:: Work to do ::
(a) Condense the paragraph in the forum post below that begins "Greeting all! Happy New Year!" into a short bulleted list that keeps its main facts.
(b) Duplicate the portion of the forum post below starting at "Do you frequently" and ending at "betwen a couple ?".

──────── Selected extract ────────

Do you frequently quarrel with you wife ?

China
January 8, 2012 1:12am CST
Greeting all! Happy New Year! I want to ask how to deal with frequently quarrels with your wife/spouse? Recently, many quarrels often happened between my wife and me just since some little things, it's awfully bothering to me. But in most situations, I can bear her unreasonable argues but sometimes I can't, so a few serious quarrels occured sometimes, say a word in heart, I love her in spite of her sometimes stubborn attitudes, I also know quarrels happened between husband and wife is very normal, but her unreasonable requirements or overweening attitude often drive me crazy. Hi mylotters, would you like to share your some good methods how to deal with the relationship betwen a couple ?
11 responses
@parascevi (313)

──────── Material supplied ────────

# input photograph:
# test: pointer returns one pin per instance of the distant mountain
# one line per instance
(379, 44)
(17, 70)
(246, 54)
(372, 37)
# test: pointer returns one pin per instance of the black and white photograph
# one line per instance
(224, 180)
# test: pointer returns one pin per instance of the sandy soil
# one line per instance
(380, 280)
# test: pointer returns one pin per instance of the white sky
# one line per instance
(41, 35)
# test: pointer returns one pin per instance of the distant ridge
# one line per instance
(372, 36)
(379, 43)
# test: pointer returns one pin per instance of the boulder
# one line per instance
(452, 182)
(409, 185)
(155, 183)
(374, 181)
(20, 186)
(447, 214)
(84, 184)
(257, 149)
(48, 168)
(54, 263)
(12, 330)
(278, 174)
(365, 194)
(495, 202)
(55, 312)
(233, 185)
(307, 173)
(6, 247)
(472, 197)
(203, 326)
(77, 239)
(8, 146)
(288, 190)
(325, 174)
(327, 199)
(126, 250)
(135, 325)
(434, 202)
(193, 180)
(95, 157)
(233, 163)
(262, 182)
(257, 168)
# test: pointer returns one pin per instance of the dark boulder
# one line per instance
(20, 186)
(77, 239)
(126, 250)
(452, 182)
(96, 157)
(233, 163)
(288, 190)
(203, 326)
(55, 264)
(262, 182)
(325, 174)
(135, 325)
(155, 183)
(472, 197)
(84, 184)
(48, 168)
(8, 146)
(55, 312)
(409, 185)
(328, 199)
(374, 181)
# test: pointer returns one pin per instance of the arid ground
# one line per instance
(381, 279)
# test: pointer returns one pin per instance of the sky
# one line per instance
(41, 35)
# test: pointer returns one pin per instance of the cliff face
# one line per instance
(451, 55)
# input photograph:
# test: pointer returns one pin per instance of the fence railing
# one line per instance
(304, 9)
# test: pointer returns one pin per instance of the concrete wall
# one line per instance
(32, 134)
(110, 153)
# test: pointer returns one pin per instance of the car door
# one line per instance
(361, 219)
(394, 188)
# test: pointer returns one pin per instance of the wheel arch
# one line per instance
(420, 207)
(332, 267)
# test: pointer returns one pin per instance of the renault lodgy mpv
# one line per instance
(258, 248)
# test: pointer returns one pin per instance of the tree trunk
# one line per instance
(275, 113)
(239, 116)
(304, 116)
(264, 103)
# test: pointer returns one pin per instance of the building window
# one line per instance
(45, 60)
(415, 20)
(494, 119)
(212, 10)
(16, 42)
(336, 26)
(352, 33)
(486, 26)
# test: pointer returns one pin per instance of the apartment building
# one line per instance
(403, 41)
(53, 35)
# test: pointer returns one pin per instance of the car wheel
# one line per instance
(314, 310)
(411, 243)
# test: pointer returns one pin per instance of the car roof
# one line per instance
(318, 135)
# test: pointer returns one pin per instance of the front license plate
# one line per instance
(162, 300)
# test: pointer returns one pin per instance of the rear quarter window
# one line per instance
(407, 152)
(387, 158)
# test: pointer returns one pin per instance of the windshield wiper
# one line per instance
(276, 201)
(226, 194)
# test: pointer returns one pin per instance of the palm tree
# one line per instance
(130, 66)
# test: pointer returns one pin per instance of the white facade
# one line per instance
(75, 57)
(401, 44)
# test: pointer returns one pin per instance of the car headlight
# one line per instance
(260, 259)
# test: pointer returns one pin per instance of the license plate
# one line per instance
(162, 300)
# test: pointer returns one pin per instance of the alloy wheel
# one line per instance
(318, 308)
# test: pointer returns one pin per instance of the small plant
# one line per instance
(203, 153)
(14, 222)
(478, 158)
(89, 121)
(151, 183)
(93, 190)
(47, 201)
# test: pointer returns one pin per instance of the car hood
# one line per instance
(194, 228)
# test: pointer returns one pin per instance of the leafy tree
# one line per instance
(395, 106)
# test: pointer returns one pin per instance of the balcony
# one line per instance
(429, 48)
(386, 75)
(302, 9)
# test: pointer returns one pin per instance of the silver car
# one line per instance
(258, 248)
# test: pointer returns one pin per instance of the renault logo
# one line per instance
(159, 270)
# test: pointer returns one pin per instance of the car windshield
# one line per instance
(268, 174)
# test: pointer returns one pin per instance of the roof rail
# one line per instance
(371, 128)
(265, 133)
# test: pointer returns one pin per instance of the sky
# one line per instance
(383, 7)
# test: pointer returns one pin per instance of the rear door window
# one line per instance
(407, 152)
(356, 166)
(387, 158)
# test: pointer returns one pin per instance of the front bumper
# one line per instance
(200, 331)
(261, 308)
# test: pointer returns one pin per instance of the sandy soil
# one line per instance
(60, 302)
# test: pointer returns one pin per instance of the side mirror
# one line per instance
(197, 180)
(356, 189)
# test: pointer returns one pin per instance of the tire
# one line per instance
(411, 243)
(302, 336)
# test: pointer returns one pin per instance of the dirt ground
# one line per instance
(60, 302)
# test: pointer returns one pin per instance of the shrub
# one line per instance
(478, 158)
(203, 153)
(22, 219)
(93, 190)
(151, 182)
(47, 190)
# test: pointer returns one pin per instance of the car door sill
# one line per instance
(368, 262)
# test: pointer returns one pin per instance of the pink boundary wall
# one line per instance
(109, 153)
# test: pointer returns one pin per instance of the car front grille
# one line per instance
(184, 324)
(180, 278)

────────
──────── Material supplied ────────

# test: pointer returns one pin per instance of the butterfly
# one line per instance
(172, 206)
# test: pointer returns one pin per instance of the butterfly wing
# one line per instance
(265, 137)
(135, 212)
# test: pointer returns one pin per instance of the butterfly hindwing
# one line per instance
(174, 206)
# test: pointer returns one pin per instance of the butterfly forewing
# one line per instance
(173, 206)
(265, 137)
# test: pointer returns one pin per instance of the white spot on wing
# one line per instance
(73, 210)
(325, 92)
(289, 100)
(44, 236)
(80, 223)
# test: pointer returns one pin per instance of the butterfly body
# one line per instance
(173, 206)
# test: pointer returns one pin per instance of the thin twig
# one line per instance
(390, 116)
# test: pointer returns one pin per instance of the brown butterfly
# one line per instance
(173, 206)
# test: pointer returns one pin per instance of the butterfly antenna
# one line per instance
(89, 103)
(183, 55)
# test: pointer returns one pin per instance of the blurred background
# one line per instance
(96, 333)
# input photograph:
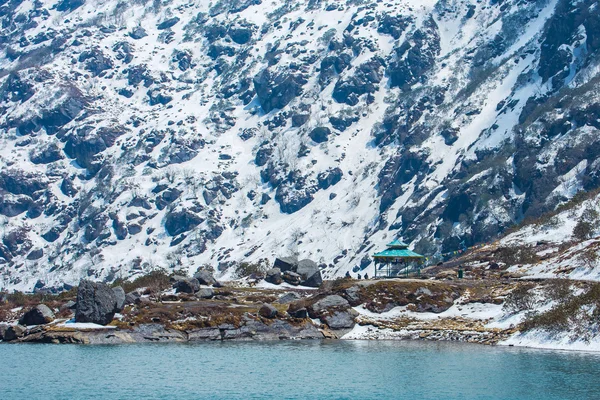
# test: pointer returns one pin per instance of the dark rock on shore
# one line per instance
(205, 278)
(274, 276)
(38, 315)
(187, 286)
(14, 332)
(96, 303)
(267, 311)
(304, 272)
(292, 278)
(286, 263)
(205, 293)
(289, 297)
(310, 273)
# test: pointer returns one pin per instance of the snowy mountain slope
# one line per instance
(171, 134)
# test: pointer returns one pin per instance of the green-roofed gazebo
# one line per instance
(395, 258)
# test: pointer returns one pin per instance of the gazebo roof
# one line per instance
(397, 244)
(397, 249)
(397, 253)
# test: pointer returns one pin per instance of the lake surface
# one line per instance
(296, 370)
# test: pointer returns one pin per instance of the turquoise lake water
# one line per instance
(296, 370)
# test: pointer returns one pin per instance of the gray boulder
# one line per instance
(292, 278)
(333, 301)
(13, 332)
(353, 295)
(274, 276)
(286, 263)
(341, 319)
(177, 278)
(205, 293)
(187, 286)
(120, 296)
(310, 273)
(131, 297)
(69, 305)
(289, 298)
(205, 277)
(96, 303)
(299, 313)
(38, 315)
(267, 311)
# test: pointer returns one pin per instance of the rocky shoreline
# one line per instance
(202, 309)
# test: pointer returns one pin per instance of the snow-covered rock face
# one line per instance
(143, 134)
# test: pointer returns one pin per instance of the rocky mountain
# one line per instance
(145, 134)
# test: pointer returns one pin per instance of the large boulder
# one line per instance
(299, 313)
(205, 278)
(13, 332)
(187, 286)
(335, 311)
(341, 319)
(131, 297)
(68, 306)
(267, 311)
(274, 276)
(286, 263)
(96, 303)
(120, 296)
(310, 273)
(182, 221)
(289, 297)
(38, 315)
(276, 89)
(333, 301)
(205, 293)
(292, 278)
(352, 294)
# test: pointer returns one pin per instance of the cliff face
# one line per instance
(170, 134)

────────
──────── Material supplied ────────

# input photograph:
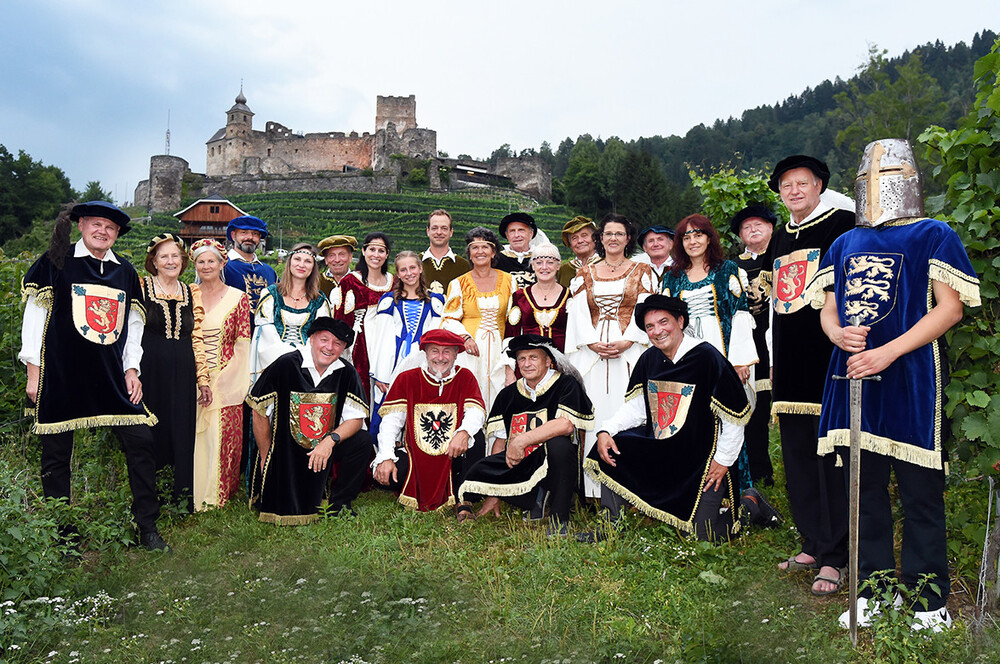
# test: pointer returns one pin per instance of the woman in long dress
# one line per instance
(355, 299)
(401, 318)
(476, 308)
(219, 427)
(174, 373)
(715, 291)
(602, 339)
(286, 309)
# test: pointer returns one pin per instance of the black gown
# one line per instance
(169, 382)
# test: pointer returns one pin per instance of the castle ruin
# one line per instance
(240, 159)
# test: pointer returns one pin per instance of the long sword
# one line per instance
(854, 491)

────────

:: Task answers ::
(a)
- Greets readers and wishes them a happy New Year.
- Asks how to deal with frequent quarrels with a wife or spouse.
- Says many quarrels have recently arisen over little things, which is very bothering.
- Usually bears her unreasonable arguments, but not always, so a few serious quarrels have occurred.
- Loves her despite her sometimes stubborn attitude.
- Knows quarrels between husband and wife are normal, but her unreasonable demands and overbearing attitude are maddening.
- Asks other members to share good methods for handling a couple's relationship.

(b)
Do you frequently quarrel with you wife ?

China
January 8, 2012 1:12am CST
Greeting all! Happy New Year! I want to ask how to deal with frequently quarrels with your wife/spouse? Recently, many quarrels often happened between my wife and me just since some little things, it's awfully bothering to me. But in most situations, I can bear her unreasonable argues but sometimes I can't, so a few serious quarrels occured sometimes, say a word in heart, I love her in spite of her sometimes stubborn attitudes, I also know quarrels happened between husband and wife is very normal, but her unreasonable requirements or overweening attitude often drive me crazy. Hi mylotters, would you like to share your some good methods how to deal with the relationship betwen a couple ?